** START Given data **

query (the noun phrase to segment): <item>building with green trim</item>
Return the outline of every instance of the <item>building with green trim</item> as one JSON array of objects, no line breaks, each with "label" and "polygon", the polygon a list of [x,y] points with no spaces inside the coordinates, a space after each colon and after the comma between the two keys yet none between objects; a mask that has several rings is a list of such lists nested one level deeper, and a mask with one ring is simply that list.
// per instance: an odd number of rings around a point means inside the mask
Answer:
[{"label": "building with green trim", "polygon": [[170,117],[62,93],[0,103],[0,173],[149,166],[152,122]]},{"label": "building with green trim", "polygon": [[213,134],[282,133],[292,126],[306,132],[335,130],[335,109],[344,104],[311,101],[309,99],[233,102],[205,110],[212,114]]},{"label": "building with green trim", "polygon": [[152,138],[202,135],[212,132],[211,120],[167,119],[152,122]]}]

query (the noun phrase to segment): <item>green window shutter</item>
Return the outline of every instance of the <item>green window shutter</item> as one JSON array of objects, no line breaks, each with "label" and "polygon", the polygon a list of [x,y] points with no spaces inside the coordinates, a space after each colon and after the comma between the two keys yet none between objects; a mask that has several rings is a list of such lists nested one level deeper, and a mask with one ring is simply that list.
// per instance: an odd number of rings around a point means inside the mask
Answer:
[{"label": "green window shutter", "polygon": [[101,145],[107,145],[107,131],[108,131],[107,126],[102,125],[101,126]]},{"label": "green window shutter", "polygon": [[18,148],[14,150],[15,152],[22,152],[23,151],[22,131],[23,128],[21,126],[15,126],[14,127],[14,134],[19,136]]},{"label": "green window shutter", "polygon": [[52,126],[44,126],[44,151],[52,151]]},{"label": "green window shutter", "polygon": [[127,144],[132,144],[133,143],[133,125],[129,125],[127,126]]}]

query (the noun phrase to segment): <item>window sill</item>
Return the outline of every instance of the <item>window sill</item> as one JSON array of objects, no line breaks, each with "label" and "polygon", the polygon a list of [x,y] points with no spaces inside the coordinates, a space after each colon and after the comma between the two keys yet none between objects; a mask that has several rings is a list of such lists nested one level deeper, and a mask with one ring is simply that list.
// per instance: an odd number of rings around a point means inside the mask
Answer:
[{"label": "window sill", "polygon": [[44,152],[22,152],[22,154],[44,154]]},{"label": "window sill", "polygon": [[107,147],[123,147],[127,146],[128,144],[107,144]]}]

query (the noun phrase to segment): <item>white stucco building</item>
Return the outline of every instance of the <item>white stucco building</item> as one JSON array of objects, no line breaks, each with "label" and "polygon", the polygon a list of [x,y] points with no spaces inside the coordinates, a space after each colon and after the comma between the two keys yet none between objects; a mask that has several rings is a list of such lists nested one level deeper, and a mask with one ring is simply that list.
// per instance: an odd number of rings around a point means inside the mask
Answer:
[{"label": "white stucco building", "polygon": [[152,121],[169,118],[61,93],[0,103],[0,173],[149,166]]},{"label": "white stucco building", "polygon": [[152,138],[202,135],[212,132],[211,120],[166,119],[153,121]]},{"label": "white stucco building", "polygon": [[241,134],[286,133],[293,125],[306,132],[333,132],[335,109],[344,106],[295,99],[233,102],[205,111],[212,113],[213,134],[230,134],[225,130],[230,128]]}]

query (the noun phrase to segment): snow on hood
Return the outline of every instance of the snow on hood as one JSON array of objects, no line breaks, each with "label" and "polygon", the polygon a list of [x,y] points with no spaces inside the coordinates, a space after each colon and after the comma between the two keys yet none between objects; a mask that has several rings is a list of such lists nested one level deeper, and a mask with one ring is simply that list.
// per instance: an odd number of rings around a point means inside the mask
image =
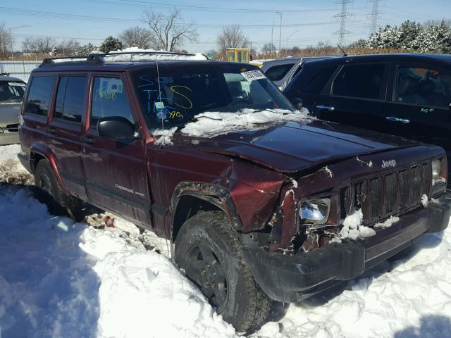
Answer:
[{"label": "snow on hood", "polygon": [[285,109],[271,109],[255,111],[245,108],[238,113],[223,113],[208,111],[194,116],[194,122],[187,123],[181,132],[189,136],[213,137],[245,130],[255,130],[265,123],[277,123],[284,121],[297,122],[312,119],[309,111],[302,108],[300,111],[291,112]]}]

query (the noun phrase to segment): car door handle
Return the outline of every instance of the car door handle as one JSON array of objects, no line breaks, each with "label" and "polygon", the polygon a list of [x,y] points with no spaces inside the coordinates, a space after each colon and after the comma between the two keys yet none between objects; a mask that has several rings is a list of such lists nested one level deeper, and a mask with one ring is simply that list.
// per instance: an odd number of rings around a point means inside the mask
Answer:
[{"label": "car door handle", "polygon": [[325,111],[333,111],[335,110],[335,107],[331,107],[330,106],[325,106],[323,104],[319,104],[316,106],[318,109],[324,109]]},{"label": "car door handle", "polygon": [[90,136],[82,136],[80,137],[80,139],[81,139],[83,142],[86,142],[86,143],[94,142],[94,139]]},{"label": "car door handle", "polygon": [[46,127],[45,131],[49,134],[56,134],[56,128],[54,127]]},{"label": "car door handle", "polygon": [[392,122],[402,122],[402,123],[409,123],[410,122],[410,120],[407,118],[395,118],[394,116],[387,116],[385,118]]}]

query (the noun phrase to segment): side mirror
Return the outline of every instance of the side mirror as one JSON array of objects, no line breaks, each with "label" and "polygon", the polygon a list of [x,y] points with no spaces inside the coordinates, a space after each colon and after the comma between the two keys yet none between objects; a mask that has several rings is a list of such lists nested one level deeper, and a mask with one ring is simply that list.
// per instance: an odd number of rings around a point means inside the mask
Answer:
[{"label": "side mirror", "polygon": [[109,116],[99,120],[97,133],[110,139],[131,139],[135,137],[135,126],[125,118]]},{"label": "side mirror", "polygon": [[297,111],[300,111],[304,106],[304,101],[302,101],[302,99],[299,99],[299,97],[295,97],[291,100],[291,103]]}]

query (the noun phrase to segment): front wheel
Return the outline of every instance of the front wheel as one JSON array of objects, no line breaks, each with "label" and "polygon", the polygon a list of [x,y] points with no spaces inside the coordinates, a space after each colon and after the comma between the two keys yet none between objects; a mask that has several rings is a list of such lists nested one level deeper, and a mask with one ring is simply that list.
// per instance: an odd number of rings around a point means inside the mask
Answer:
[{"label": "front wheel", "polygon": [[49,211],[54,215],[69,214],[75,220],[82,218],[82,201],[73,196],[66,195],[60,188],[50,165],[41,160],[35,170],[35,185],[43,191],[42,199]]},{"label": "front wheel", "polygon": [[175,241],[175,261],[237,331],[249,333],[265,319],[271,301],[255,282],[238,234],[223,213],[200,212],[185,223]]}]

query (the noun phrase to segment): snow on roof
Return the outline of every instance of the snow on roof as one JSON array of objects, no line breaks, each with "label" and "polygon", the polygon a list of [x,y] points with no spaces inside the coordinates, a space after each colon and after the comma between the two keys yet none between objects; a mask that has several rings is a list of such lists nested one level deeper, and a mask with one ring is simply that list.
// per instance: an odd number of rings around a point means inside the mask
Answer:
[{"label": "snow on roof", "polygon": [[[122,53],[130,53],[130,54],[123,54]],[[136,54],[138,53],[138,54]],[[118,55],[111,55],[111,54]],[[125,49],[112,51],[110,55],[104,56],[101,56],[100,58],[104,62],[117,62],[117,61],[154,61],[154,60],[208,60],[208,58],[200,53],[195,54],[171,54],[166,51],[156,51],[155,49],[142,49],[138,47],[129,47]]]},{"label": "snow on roof", "polygon": [[187,123],[181,132],[190,136],[212,137],[235,131],[255,130],[259,127],[259,125],[266,123],[299,122],[314,118],[308,114],[309,111],[305,108],[295,112],[284,109],[255,111],[248,108],[238,113],[209,111],[195,115],[197,120]]}]

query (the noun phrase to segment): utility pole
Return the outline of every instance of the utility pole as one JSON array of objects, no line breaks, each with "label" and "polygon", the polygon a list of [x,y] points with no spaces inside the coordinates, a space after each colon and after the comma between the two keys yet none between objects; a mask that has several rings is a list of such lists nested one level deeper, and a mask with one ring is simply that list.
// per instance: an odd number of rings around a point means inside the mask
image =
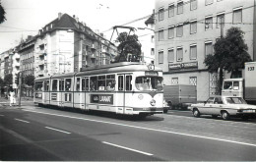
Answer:
[{"label": "utility pole", "polygon": [[21,106],[21,93],[22,93],[22,77],[23,77],[23,74],[21,72],[19,72],[19,85],[18,85],[18,105]]},{"label": "utility pole", "polygon": [[[224,37],[224,17],[220,18],[220,23],[221,23],[221,38]],[[222,85],[223,85],[223,78],[224,78],[224,72],[223,68],[220,67],[218,69],[218,76],[219,76],[219,94],[222,95]]]}]

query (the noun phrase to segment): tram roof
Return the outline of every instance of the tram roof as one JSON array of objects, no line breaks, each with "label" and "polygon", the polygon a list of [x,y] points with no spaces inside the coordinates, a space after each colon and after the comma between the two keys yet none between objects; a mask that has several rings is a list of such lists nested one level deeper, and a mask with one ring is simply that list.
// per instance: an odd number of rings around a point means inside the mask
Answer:
[{"label": "tram roof", "polygon": [[[58,79],[58,78],[72,78],[74,76],[89,76],[89,75],[97,75],[97,74],[109,74],[109,73],[125,73],[125,72],[138,72],[138,71],[153,71],[149,70],[149,67],[145,64],[138,62],[121,62],[114,63],[103,66],[95,66],[86,68],[83,72],[78,73],[68,73],[68,74],[56,74],[53,76],[37,78],[36,81],[43,81],[48,79]],[[155,67],[154,71],[161,72],[160,68]]]}]

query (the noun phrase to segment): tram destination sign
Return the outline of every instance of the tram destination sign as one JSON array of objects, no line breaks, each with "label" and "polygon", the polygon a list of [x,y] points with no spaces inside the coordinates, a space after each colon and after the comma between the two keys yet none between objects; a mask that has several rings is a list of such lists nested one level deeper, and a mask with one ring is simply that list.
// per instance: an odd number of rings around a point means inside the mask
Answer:
[{"label": "tram destination sign", "polygon": [[113,104],[113,94],[92,94],[91,103]]}]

** END Given data **

**The task:**
Transcribe the material from the line with "query (the noun phrase to segment): car" up to and including the line with "Return the outline of every instance of the car", leaving every line unchanged.

**The answer:**
query (the noun phrase to segment): car door handle
Return the outline of every instance of the car door handle as one JSON array of objects, no line breaks, each with "label" and "polygon", the polygon a list of [x,y] points with no spaces inside the coordinates, a space after each colon and after the comma between the two keys yet none between objects; a mask that has several rings is a list of such lists nested one level deeper, and a mask with one ring is simply that list.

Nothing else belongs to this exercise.